GIVEN RECORDS:
··········

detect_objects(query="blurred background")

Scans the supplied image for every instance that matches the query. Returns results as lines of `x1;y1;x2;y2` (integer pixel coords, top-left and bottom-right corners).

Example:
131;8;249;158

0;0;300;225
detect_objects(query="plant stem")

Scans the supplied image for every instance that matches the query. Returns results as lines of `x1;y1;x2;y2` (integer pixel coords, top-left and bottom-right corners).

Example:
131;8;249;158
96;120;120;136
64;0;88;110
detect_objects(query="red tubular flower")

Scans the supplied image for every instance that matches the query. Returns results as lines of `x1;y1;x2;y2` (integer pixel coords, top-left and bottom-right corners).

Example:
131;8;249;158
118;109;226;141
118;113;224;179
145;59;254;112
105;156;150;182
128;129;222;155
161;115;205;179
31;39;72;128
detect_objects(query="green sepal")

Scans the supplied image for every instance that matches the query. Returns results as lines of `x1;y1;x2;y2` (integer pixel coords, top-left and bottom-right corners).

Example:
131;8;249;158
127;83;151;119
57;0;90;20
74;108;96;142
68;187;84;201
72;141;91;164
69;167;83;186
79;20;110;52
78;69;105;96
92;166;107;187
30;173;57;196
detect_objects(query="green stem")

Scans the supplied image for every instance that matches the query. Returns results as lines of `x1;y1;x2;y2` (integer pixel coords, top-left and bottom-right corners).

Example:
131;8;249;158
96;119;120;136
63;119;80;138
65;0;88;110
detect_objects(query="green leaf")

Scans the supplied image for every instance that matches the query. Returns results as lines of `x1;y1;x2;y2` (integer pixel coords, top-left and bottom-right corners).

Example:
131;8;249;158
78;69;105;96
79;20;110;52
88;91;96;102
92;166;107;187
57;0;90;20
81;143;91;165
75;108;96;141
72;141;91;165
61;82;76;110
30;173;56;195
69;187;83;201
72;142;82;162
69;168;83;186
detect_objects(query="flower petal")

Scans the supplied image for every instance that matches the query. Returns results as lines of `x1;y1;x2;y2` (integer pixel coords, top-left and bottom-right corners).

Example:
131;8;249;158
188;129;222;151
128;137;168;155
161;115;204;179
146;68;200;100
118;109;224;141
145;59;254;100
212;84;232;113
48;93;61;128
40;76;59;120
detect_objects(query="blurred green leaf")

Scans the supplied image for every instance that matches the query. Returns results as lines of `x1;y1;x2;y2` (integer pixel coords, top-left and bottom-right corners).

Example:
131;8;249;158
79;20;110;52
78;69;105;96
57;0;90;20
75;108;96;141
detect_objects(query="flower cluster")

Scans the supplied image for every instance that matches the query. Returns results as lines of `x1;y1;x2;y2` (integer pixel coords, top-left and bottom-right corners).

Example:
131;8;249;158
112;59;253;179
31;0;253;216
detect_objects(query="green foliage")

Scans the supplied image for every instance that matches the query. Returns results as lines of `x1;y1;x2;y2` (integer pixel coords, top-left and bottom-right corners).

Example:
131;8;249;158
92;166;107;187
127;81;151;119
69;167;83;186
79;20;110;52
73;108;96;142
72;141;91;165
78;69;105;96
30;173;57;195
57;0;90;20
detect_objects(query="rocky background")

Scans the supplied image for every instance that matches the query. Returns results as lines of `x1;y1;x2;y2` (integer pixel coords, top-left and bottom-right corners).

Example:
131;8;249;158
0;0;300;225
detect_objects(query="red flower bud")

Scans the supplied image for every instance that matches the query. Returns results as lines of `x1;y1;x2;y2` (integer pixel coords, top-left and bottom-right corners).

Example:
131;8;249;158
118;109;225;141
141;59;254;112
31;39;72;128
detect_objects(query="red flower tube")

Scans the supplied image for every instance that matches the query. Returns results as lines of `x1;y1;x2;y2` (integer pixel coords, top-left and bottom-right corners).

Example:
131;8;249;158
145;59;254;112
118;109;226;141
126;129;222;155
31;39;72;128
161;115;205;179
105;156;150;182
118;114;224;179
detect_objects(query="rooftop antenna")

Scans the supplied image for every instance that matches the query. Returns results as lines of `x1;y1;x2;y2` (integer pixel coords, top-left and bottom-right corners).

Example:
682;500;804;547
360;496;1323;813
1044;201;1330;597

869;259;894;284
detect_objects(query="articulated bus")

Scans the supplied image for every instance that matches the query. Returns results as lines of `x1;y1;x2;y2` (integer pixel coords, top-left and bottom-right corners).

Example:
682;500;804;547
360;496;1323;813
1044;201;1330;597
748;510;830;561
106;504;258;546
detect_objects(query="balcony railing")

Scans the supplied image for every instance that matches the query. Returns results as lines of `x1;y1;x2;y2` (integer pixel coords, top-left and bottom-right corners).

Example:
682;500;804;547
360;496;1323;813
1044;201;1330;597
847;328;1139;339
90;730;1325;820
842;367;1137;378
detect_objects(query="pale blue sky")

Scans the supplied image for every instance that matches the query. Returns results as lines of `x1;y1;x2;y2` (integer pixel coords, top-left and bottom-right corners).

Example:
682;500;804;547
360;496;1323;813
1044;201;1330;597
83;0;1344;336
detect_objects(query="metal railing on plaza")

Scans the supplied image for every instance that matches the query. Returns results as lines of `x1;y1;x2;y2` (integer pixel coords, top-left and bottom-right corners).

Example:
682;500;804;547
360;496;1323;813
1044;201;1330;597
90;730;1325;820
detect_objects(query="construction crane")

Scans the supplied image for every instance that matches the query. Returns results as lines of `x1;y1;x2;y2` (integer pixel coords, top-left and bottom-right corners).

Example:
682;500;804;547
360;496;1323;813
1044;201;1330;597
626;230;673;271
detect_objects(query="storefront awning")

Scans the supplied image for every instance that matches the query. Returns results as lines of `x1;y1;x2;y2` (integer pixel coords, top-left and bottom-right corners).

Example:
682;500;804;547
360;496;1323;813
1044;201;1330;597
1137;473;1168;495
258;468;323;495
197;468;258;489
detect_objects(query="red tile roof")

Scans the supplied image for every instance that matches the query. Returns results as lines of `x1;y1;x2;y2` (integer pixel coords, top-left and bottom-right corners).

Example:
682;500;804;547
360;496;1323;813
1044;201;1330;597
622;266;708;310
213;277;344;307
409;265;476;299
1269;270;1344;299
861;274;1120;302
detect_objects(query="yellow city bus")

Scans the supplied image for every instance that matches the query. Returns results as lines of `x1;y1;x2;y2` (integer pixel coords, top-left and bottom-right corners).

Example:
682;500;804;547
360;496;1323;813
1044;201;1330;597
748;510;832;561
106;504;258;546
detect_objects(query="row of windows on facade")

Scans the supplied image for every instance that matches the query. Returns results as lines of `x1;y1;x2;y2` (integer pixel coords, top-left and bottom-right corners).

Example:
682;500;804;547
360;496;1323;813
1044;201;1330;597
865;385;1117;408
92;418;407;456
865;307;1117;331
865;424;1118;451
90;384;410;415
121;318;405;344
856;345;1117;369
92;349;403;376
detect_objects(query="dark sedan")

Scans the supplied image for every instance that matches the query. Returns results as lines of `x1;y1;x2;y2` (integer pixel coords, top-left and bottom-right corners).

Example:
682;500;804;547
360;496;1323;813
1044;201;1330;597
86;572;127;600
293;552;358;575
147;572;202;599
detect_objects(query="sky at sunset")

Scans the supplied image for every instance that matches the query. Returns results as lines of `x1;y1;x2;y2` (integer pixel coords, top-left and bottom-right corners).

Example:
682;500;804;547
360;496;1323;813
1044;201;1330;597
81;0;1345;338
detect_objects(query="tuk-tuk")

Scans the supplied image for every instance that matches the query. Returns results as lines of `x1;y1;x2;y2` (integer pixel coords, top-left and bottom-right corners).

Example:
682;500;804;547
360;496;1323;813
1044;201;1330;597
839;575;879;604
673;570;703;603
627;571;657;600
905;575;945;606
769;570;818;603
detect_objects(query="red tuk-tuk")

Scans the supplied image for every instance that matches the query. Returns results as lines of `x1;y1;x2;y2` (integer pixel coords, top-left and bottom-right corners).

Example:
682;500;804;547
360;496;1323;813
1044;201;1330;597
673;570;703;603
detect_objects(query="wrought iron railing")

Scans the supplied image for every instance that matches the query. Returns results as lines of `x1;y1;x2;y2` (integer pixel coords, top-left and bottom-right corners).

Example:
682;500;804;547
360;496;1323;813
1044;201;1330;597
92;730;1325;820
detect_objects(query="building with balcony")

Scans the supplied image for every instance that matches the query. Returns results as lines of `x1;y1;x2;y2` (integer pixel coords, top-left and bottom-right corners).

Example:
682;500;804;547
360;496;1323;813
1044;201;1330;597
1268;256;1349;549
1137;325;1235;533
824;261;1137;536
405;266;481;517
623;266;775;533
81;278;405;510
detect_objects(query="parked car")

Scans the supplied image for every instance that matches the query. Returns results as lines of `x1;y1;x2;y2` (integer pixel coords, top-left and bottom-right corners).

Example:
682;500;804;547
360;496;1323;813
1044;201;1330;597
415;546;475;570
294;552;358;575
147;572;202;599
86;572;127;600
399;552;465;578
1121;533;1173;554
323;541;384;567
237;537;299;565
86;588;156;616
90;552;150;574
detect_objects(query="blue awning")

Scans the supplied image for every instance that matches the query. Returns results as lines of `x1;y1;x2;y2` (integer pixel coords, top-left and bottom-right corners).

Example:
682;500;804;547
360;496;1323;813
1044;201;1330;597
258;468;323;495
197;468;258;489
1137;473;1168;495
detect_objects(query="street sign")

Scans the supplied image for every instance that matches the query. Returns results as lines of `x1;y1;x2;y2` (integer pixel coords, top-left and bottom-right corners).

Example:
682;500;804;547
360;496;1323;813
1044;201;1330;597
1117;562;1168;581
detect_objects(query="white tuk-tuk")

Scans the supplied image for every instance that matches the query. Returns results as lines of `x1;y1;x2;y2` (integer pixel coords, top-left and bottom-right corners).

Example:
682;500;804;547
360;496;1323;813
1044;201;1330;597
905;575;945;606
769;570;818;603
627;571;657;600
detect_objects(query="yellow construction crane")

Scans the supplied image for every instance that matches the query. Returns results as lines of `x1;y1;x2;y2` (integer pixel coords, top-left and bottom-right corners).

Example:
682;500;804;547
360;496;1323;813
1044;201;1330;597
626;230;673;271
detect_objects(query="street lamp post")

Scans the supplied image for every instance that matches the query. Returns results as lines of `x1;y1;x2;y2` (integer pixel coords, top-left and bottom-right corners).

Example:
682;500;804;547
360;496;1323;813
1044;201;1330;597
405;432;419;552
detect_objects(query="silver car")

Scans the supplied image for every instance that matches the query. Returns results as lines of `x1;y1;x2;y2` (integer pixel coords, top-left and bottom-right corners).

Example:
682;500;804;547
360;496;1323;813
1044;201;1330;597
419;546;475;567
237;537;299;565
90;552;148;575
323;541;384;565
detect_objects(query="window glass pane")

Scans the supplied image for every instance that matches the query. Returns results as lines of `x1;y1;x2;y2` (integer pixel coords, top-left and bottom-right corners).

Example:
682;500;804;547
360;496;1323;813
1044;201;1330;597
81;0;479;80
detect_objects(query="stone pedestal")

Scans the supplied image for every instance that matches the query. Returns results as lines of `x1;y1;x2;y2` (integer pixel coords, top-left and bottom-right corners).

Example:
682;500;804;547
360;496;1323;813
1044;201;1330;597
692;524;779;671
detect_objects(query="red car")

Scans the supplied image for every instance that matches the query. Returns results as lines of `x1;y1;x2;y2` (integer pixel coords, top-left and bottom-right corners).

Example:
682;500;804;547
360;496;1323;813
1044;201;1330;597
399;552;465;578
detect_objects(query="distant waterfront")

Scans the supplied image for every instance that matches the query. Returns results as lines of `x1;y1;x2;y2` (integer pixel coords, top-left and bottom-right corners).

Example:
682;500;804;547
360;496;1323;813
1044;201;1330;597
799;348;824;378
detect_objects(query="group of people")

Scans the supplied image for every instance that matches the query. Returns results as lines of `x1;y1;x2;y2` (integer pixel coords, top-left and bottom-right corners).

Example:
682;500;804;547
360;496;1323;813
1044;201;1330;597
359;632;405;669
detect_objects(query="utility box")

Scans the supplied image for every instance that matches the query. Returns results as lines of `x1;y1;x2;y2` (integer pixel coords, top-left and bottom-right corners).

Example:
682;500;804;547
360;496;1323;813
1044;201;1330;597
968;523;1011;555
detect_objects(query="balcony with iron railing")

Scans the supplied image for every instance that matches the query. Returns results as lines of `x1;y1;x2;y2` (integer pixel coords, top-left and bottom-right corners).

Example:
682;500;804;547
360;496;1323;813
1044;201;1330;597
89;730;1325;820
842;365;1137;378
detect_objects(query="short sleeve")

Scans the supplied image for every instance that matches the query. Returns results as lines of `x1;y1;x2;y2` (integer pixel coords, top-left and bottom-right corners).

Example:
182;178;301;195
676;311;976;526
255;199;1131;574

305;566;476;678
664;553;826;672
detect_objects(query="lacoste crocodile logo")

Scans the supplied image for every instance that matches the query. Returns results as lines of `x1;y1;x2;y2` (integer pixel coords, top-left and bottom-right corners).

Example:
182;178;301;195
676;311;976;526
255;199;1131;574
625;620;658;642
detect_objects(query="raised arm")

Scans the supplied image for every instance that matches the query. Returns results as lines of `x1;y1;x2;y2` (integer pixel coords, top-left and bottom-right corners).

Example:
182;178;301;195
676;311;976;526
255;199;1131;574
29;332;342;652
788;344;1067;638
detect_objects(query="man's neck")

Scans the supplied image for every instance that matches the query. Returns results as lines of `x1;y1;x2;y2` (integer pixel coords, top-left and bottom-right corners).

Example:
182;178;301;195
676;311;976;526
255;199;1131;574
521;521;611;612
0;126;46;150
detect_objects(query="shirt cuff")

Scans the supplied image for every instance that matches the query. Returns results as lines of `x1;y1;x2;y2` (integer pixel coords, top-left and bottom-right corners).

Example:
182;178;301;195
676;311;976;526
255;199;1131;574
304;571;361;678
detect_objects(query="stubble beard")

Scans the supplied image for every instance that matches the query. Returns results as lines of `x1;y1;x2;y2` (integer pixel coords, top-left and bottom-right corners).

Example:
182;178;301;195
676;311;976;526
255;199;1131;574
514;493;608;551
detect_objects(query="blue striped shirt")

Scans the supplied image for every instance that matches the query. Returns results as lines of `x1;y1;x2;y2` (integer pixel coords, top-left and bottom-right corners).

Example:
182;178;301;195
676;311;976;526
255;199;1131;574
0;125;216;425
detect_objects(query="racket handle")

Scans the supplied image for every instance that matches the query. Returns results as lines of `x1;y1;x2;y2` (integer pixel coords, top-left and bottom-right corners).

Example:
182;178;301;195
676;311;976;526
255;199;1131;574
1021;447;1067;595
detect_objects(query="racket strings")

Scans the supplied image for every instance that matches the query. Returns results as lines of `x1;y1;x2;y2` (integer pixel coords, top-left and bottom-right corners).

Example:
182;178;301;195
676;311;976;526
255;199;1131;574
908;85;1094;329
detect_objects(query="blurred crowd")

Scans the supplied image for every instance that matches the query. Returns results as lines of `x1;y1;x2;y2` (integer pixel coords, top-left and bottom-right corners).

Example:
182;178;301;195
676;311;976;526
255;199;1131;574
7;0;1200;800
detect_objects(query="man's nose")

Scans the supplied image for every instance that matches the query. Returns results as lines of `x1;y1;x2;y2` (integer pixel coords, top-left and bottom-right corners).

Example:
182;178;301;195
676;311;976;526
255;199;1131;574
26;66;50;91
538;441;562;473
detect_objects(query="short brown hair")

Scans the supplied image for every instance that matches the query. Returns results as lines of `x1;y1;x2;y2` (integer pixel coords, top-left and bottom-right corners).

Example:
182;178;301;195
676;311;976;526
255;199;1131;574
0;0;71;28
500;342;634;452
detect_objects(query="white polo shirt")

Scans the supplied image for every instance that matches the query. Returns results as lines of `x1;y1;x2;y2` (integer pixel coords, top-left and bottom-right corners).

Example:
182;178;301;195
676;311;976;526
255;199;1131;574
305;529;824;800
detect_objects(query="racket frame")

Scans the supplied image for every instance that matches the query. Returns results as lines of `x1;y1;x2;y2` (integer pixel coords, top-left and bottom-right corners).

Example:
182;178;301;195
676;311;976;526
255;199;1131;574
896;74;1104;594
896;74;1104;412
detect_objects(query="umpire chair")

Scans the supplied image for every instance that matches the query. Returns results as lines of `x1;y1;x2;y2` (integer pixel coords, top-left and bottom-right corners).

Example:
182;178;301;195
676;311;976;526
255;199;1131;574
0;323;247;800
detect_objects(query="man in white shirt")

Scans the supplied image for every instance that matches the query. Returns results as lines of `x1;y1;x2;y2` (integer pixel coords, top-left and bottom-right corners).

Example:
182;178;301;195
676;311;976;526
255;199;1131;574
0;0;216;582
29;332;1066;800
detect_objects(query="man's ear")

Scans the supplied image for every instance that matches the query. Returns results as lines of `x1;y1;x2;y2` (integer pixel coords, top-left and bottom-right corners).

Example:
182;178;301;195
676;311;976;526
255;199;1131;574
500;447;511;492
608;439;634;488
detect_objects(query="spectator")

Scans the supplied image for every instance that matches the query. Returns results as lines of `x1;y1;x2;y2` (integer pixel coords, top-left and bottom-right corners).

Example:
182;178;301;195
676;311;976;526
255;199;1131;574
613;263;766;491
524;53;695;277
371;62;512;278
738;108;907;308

··········

TASK GOAL: Which lines of the items above contain the string "stem"? Copy out every such line, and count a match only when the case is the same.

WRITTEN RESPONSE:
detect_objects(query="plant stem")
detect_objects(query="green stem")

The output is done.